TASK INPUTS section start

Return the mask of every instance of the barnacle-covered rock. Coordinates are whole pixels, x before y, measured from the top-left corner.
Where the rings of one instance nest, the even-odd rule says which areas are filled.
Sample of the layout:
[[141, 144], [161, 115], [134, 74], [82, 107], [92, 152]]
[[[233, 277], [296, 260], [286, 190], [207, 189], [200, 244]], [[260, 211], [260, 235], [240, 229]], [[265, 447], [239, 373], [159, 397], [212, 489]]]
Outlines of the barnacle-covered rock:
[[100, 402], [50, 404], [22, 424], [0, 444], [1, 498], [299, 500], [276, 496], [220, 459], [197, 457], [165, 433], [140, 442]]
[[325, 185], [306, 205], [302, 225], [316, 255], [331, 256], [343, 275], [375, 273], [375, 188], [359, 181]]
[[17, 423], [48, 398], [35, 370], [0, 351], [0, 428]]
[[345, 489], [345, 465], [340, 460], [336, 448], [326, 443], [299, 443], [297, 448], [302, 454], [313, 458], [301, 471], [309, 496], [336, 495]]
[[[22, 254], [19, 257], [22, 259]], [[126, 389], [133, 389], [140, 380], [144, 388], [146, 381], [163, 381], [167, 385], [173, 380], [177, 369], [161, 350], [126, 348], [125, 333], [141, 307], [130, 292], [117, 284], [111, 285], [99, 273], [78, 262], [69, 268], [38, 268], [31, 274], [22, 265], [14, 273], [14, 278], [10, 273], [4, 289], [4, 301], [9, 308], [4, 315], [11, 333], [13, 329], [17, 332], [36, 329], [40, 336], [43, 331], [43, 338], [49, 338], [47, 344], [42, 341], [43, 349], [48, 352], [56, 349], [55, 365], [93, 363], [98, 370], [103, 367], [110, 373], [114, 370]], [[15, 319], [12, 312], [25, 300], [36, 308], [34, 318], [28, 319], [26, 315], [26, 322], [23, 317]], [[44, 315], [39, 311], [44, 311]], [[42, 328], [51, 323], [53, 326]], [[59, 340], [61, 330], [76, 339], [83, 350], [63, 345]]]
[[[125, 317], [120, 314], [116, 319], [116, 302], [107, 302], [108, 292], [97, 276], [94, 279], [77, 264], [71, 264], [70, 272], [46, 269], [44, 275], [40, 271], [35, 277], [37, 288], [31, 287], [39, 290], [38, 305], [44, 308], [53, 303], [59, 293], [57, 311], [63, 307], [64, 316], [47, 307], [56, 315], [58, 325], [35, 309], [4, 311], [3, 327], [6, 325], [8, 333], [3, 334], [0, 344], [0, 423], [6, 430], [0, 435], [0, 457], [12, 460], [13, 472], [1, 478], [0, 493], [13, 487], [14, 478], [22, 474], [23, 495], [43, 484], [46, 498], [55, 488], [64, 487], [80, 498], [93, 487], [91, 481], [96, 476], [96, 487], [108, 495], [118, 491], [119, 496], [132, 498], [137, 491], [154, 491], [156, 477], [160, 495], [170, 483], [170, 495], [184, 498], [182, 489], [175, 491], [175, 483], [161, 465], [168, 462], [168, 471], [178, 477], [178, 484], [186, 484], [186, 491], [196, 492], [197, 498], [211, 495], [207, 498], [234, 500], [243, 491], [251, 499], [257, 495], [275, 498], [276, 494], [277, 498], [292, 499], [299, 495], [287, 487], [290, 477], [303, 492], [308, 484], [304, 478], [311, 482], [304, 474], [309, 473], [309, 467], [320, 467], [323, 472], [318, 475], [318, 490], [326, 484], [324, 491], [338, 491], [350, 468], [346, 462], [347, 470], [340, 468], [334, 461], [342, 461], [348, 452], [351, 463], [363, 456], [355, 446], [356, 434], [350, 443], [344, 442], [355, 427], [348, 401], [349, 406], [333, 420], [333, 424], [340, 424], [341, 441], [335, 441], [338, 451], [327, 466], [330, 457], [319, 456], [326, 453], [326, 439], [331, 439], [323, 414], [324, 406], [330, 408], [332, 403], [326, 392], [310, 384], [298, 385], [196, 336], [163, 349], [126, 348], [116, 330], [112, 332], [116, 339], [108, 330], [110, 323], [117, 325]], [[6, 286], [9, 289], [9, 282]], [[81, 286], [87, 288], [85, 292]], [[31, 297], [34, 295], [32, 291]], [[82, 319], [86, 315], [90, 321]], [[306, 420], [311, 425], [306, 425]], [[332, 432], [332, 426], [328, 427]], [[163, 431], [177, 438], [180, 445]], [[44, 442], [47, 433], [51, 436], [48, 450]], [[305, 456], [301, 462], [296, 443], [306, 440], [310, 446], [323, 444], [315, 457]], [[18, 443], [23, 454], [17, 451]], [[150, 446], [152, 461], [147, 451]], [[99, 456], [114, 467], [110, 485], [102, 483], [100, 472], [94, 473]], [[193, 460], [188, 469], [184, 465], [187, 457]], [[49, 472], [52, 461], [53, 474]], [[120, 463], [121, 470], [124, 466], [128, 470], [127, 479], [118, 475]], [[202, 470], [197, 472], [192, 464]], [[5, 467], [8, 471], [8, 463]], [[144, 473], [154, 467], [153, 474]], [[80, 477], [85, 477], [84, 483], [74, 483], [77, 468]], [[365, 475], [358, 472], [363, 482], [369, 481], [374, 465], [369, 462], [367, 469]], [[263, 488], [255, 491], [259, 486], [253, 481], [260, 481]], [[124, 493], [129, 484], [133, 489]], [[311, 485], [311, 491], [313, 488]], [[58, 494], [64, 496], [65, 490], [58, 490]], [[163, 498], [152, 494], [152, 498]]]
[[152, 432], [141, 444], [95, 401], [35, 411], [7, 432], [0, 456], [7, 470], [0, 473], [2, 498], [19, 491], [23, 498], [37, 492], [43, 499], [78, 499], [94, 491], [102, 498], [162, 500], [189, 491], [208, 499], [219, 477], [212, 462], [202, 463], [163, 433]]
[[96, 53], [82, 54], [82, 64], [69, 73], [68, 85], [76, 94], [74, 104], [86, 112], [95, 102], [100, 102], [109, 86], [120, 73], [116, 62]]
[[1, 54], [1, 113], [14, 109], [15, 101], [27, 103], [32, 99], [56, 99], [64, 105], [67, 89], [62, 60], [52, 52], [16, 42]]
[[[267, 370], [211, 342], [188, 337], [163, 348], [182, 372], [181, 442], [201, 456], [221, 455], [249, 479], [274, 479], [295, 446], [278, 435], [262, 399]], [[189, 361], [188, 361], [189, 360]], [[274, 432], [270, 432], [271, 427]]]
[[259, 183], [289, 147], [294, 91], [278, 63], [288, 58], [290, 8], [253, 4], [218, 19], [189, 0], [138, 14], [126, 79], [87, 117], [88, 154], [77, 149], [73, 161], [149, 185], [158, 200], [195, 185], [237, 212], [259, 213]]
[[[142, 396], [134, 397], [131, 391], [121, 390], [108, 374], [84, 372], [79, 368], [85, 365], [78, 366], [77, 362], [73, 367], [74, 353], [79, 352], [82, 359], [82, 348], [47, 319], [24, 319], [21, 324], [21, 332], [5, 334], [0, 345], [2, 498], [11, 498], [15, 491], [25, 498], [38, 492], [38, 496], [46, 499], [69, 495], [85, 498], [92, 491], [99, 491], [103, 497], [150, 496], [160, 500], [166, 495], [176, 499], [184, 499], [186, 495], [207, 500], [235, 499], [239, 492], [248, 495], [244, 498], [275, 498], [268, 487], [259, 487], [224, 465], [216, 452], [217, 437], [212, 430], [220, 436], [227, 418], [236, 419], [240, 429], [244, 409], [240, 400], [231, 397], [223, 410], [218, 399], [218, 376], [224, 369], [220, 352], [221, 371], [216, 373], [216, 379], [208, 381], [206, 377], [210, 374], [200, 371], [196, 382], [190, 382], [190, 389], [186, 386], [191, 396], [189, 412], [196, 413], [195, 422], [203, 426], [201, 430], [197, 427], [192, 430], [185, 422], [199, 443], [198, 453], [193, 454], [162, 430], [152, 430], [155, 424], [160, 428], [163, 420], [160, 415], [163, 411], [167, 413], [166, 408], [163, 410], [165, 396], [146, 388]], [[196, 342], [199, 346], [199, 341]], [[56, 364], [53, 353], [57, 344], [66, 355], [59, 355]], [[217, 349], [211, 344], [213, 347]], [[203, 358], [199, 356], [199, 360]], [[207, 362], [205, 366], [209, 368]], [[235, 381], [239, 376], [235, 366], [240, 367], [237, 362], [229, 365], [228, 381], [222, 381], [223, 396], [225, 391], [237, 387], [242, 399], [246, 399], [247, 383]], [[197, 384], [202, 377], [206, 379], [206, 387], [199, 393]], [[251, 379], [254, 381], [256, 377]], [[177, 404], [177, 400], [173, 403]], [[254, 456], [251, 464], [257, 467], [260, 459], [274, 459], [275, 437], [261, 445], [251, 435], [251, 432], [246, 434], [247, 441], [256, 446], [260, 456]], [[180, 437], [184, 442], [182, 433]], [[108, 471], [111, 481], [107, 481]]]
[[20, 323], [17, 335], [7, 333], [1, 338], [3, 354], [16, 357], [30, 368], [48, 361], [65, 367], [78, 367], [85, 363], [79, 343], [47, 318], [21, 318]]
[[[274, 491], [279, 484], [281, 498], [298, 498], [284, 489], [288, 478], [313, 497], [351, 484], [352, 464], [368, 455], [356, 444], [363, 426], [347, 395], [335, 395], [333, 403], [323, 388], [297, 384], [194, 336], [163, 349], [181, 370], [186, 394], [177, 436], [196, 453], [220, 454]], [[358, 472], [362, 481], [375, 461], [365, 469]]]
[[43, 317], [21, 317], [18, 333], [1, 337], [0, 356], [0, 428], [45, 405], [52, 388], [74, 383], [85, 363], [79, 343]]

TASK INPUTS section end

_WHAT TO DO_:
Which lines above hold the string "rock"? Please copy all of them.

_REPLY TO THE TASK_:
Return the mask of every instance of the barnacle-covered rock. Coordinates are whole pixels, x before y, measured from the top-left corner.
Outlines of the barnacle-covered rock:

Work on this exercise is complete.